The incantation list is interesting and slightly curious in that Venice turpentine is by definition made from the Larch Larix occidentalis, I guess that the prefix is used to distinguish it from "artificial" Venice Turpentine. I have discovered that it is also used by farriers!

For those of you with a scientific bent there is an interesting discussion of the organic compounds in Venice turpentine (and related balsams) in "The Organic Chemistry of Museum Objects by Mills and White. Some of the relevant text is available at this url http://books.google.com/books?id=LEMrXb33e5kC

Rebecca

Dark Puss's entry reminds me of how differently we all approach information--I have a friend who reads with one eye on the phase of the moon when it's mentioned, and she's often distressed by how wrong writers get it! For me, it's the flow of the language and the balance between "showing" and "telling" that makes a book work or not.

However, my main reason for commenting was to ask if the Radio 4's Book at Bedtime is streamed on the web so maybe I could pick it up in snowy (14" in the last two days!) Maine?

Given material
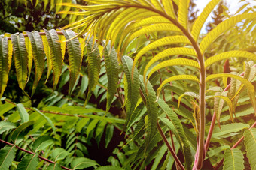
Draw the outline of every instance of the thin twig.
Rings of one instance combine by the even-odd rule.
[[[181,163],[180,160],[178,159],[178,156],[176,155],[176,153],[173,151],[173,149],[172,148],[171,145],[168,142],[167,139],[166,139],[166,136],[164,135],[164,133],[163,133],[163,130],[161,129],[161,127],[160,126],[158,121],[157,122],[157,130],[158,130],[160,134],[162,136],[162,139],[163,139],[164,142],[166,143],[168,149],[171,152],[171,154],[172,154],[175,161],[177,163],[178,166],[180,167],[180,169],[181,170],[184,170],[185,168],[184,167],[184,166]]]
[[[2,142],[2,143],[5,143],[5,144],[6,144],[6,145],[11,145],[11,146],[15,146],[17,148],[18,148],[19,150],[20,150],[20,151],[23,151],[23,152],[26,152],[26,153],[28,153],[28,154],[36,154],[36,153],[35,153],[35,152],[32,152],[32,151],[28,151],[28,150],[23,149],[23,148],[20,148],[20,147],[19,147],[19,146],[17,146],[17,145],[14,145],[14,144],[9,143],[8,142],[6,142],[6,141],[2,140],[2,139],[0,139],[0,142]],[[53,161],[52,161],[52,160],[48,160],[48,159],[47,159],[47,158],[45,158],[45,157],[41,157],[41,156],[40,156],[40,155],[38,155],[38,157],[39,157],[41,160],[44,160],[44,161],[47,161],[47,162],[48,162],[48,163],[53,163],[53,164],[56,164],[56,163],[55,163],[55,162],[53,162]],[[67,167],[66,167],[66,166],[61,166],[63,169],[72,170],[71,169],[69,169],[69,168],[67,168]]]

Objective 1
According to the text about Venice turpentine, what tree is Venice turpentine made from by definition?
Objective 2
Echo the stretch of the text about Venice turpentine from "For those of" through "two days!) Maine?".

Task answer 1
The larch, Larix occidentalis.

Task answer 2
For those of you with a scientific bent there is an interesting discussion of the organic compounds in Venice turpentine (and related balsams) in "The Organic Chemistry of Museum Objects by Mills and White. Some of the relevant text is available at this url http://books.google.com/books?id=LEMrXb33e5kC

Rebecca

Dark Puss's entry reminds me of how differently we all approach information--I have a friend who reads with one eye on the phase of the moon when it's mentioned, and she's often distressed by how wrong writers get it! For me, it's the flow of the language and the balance between "showing" and "telling" that makes a book work or not.

However, my main reason for commenting was to ask if the Radio 4's Book at Bedtime is streamed on the web so maybe I could pick it up in snowy (14" in the last two days!) Maine?